Problem =
Please copy every line with the string "dress" from the entries below.

Data =
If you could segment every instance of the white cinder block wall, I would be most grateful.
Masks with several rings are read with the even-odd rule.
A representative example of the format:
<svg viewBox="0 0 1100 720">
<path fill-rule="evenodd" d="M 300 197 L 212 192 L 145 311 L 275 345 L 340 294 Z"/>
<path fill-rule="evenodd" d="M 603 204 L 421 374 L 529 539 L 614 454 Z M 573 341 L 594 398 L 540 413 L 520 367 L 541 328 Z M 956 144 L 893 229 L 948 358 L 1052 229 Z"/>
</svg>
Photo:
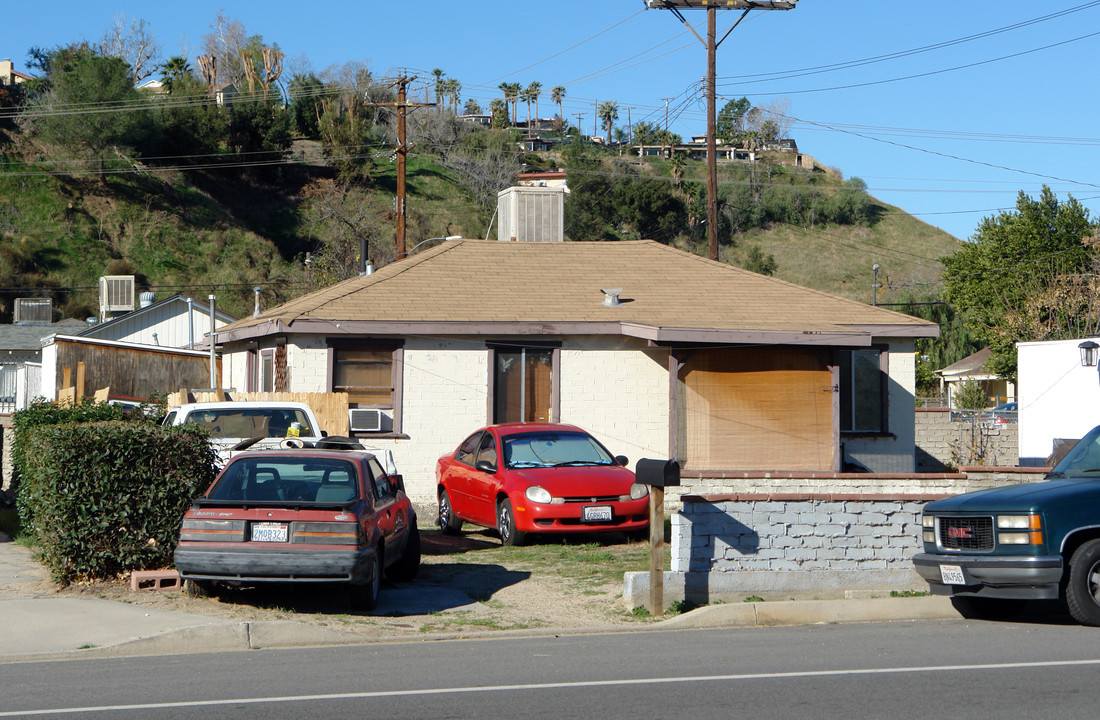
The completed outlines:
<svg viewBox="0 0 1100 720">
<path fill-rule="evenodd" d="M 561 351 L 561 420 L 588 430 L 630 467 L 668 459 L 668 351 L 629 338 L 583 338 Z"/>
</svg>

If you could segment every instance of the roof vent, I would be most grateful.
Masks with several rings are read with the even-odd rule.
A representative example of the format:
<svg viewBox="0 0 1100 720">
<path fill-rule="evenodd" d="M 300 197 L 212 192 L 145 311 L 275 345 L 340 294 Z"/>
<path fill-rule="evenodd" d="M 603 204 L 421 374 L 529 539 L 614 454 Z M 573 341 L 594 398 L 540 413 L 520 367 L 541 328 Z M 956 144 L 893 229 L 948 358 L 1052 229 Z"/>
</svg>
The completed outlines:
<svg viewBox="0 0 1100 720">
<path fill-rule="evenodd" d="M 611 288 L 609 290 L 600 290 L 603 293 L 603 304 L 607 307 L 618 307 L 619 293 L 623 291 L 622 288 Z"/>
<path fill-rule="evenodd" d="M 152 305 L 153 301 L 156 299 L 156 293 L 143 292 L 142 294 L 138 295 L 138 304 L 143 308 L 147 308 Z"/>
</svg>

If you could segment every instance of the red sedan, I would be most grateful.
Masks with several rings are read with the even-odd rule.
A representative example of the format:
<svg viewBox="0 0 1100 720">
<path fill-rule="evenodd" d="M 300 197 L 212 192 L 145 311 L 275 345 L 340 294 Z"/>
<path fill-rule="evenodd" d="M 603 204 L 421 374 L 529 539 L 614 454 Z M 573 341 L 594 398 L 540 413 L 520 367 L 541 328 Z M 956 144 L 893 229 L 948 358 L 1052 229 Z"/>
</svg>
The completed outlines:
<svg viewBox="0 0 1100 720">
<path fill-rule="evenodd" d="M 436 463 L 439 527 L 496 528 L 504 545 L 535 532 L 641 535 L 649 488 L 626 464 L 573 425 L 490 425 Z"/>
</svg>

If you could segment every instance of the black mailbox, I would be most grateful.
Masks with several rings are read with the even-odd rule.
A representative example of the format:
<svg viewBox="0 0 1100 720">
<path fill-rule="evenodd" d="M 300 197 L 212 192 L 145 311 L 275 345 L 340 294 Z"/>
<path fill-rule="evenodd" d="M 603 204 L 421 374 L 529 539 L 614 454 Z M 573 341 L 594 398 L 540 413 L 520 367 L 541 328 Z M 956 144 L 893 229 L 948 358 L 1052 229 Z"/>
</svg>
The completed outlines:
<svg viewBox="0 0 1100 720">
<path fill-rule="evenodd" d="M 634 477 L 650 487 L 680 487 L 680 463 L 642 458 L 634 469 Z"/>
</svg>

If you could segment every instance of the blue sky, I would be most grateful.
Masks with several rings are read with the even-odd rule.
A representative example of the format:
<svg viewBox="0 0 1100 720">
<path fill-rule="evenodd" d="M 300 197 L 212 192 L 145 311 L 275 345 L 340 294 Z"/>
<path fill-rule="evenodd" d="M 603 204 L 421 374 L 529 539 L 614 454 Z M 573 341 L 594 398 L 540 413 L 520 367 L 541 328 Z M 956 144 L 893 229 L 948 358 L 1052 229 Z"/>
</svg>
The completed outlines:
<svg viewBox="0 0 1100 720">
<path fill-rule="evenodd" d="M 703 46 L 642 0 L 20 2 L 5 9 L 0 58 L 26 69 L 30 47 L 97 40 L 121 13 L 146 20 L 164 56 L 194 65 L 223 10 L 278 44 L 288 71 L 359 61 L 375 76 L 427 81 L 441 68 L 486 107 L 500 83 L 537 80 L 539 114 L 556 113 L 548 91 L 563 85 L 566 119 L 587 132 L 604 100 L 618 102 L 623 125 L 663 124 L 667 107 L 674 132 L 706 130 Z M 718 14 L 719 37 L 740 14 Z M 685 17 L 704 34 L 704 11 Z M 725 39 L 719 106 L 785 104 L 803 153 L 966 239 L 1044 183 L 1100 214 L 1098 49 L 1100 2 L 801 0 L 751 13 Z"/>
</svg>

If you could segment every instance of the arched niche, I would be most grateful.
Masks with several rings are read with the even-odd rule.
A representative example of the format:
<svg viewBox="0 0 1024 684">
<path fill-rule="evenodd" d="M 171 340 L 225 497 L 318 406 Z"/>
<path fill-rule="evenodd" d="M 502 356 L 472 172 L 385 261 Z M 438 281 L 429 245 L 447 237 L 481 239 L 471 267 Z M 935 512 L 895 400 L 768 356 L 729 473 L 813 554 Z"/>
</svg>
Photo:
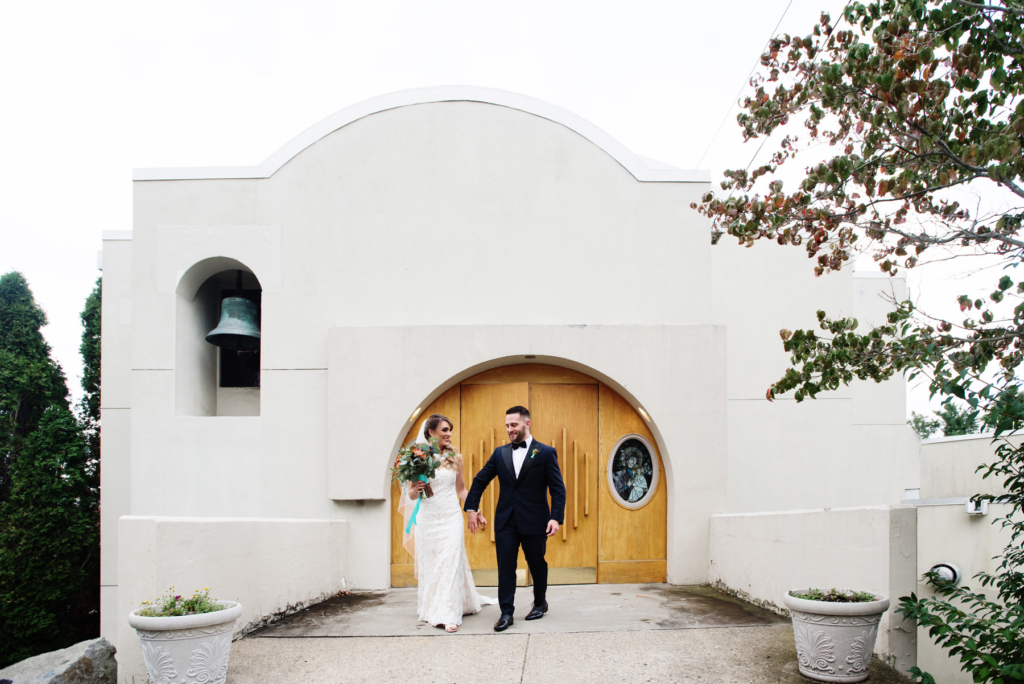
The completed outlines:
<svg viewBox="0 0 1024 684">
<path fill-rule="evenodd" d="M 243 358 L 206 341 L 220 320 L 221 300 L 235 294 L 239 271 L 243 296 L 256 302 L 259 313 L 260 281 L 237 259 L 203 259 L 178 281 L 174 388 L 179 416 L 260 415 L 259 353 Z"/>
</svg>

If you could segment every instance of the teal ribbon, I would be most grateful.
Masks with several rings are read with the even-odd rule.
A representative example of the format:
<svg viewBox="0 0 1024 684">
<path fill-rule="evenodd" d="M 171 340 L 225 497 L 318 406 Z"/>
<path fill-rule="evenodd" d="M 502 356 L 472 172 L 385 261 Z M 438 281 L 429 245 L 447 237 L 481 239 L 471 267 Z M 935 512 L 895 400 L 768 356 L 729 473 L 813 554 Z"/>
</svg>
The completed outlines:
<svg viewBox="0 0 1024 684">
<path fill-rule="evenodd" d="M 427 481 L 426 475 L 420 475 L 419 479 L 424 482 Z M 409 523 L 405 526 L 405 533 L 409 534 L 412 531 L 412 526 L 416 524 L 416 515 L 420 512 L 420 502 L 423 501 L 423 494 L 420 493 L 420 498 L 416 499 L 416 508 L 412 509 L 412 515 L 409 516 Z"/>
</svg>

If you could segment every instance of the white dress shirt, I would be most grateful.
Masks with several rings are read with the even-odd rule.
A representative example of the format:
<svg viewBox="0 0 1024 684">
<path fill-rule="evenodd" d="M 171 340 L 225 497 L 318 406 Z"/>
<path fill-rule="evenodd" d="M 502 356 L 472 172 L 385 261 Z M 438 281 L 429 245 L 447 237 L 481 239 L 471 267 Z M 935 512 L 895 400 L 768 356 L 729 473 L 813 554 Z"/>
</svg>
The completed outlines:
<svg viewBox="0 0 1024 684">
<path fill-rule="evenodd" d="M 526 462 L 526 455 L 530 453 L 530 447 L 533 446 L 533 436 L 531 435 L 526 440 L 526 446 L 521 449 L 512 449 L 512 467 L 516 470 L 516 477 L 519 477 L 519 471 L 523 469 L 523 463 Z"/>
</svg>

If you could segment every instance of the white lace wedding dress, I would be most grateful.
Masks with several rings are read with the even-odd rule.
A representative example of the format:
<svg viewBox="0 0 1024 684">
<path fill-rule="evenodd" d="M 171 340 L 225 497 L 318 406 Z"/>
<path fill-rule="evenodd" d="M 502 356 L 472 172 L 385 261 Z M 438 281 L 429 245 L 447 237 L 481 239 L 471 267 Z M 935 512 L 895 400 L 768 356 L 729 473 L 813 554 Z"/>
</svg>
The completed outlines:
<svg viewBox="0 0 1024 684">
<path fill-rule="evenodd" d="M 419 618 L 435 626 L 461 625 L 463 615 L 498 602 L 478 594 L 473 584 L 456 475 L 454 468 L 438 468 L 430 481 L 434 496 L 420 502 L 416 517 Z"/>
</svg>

Output of the exercise =
If you could segment every instance of the white dress shirt, I would be most grateful.
If you could segment every instance of the white lace wedding dress, I would be most grateful.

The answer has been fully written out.